Directions for this task
Please gather each line in the entries below that contains the string "tree". Case counts.

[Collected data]
-.-.-

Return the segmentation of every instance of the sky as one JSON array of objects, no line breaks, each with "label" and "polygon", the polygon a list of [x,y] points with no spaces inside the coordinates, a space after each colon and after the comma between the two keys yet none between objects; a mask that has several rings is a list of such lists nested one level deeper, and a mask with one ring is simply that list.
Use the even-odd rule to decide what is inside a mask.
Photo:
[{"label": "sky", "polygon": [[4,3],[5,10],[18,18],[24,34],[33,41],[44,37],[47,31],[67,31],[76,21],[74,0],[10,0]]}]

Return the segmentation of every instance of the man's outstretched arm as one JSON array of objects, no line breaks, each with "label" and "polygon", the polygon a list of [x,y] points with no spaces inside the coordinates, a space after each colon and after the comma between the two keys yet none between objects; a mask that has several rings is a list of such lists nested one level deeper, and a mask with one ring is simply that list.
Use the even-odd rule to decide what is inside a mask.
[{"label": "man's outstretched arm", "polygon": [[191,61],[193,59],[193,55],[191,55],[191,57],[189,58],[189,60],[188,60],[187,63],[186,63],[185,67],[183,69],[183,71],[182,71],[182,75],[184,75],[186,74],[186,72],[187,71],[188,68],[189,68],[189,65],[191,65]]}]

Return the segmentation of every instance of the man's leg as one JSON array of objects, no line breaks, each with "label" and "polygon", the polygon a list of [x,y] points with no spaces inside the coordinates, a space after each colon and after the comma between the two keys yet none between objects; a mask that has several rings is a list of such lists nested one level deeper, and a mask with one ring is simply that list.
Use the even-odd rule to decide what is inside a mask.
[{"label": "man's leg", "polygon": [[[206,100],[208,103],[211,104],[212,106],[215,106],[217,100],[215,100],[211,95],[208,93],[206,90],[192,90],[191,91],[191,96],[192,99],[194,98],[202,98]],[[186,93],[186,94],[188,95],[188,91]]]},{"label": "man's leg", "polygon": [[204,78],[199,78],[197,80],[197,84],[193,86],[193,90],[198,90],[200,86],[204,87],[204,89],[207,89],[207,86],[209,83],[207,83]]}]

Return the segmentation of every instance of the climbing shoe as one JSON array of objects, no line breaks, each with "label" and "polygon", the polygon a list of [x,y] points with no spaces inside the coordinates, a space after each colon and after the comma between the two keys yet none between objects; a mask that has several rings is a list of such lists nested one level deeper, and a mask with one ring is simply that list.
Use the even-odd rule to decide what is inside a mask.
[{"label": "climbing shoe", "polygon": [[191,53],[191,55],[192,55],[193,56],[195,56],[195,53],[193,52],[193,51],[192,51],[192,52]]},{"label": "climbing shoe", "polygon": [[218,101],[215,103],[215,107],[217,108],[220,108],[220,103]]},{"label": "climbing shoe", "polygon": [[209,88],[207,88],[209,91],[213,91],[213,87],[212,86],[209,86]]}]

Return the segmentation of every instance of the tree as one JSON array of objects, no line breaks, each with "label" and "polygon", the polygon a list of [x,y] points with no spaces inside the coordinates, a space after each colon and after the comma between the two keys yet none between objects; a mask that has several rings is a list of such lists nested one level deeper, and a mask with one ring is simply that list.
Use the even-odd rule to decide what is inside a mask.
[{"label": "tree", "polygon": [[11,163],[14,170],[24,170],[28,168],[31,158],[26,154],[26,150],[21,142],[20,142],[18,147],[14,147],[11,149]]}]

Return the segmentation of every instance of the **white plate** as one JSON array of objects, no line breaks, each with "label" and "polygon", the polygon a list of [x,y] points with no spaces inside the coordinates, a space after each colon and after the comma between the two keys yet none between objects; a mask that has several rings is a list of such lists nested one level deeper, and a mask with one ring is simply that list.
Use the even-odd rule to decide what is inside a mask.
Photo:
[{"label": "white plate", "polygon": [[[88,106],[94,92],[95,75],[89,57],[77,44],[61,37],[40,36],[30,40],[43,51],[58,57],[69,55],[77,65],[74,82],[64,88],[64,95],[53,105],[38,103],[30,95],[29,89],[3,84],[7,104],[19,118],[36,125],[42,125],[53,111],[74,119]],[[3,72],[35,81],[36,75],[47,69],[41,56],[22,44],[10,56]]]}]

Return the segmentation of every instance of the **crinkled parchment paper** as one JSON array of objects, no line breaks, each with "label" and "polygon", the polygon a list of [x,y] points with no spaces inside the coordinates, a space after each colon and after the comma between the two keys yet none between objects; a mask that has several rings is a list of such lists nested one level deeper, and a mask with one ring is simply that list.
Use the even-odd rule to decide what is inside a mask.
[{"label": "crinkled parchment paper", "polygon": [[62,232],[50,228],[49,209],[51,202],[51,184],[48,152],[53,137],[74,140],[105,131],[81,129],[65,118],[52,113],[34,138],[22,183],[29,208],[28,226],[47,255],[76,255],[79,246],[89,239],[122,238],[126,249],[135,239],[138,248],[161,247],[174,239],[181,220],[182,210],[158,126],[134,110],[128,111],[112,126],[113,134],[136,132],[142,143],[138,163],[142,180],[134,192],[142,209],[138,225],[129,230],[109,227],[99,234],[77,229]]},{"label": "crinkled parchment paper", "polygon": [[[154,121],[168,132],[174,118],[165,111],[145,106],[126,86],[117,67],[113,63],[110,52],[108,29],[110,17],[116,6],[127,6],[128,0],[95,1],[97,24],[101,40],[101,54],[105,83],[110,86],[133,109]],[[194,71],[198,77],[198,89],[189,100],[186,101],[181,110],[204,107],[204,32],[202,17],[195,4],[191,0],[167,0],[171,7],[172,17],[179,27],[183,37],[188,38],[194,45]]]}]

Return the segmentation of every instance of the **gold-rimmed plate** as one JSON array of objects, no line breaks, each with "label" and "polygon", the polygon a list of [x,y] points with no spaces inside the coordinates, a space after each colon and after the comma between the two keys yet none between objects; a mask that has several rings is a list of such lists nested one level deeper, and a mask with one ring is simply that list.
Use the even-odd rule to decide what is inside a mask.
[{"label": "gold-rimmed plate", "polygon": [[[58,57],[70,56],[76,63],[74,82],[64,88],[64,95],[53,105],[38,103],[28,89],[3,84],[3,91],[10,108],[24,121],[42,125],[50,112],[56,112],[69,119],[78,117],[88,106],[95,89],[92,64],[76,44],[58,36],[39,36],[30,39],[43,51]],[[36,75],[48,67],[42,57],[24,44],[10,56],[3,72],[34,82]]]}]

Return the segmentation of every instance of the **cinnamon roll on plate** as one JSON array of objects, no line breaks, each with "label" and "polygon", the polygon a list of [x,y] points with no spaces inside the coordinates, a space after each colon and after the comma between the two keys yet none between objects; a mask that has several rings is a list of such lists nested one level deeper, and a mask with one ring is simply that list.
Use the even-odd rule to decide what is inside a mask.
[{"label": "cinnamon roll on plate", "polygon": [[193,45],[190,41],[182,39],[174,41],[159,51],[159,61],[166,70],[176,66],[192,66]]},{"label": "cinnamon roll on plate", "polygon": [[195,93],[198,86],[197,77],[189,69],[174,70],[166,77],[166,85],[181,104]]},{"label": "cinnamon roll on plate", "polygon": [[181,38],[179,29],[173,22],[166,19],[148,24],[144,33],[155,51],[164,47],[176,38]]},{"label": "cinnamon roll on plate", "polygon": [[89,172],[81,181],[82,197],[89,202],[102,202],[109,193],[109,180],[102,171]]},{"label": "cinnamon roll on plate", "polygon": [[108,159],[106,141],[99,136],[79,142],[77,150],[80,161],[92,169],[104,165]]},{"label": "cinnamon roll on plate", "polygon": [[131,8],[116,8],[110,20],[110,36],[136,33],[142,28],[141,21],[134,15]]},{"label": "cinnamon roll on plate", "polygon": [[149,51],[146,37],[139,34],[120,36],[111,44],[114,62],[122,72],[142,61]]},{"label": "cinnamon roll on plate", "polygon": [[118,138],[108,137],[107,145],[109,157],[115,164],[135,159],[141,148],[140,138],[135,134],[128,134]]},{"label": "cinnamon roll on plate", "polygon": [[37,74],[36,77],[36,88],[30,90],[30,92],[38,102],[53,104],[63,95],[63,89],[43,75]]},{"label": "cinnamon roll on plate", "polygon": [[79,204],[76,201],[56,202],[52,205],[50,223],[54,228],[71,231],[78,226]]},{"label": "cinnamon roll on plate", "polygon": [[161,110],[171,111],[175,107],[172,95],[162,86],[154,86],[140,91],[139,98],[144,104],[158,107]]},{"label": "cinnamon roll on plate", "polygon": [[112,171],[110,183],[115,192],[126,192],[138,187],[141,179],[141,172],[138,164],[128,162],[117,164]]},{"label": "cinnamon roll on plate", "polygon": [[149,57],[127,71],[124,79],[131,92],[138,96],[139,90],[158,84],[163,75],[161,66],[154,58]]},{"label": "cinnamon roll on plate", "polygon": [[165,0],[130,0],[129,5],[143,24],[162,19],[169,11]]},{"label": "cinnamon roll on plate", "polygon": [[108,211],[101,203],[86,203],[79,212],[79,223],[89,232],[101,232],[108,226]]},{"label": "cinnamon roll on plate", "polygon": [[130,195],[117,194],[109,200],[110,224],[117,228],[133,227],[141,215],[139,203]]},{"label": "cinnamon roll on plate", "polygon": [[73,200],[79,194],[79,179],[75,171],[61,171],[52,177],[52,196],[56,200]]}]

-.-.-

Response
Return the segmentation of every instance of the tree as one JSON array of objects, no line breaks, each with "label" and "polygon", the polygon a list of [x,y] points with no spaces inside the coordinates, a space after each colon and after the comma between the two keys yet none between objects; a mask that has several rings is a list of such lists nested one level deeper, and a mask with one ring is simply that list.
[{"label": "tree", "polygon": [[11,163],[14,170],[24,170],[28,168],[31,158],[26,154],[26,150],[21,142],[20,142],[18,147],[14,147],[11,149]]}]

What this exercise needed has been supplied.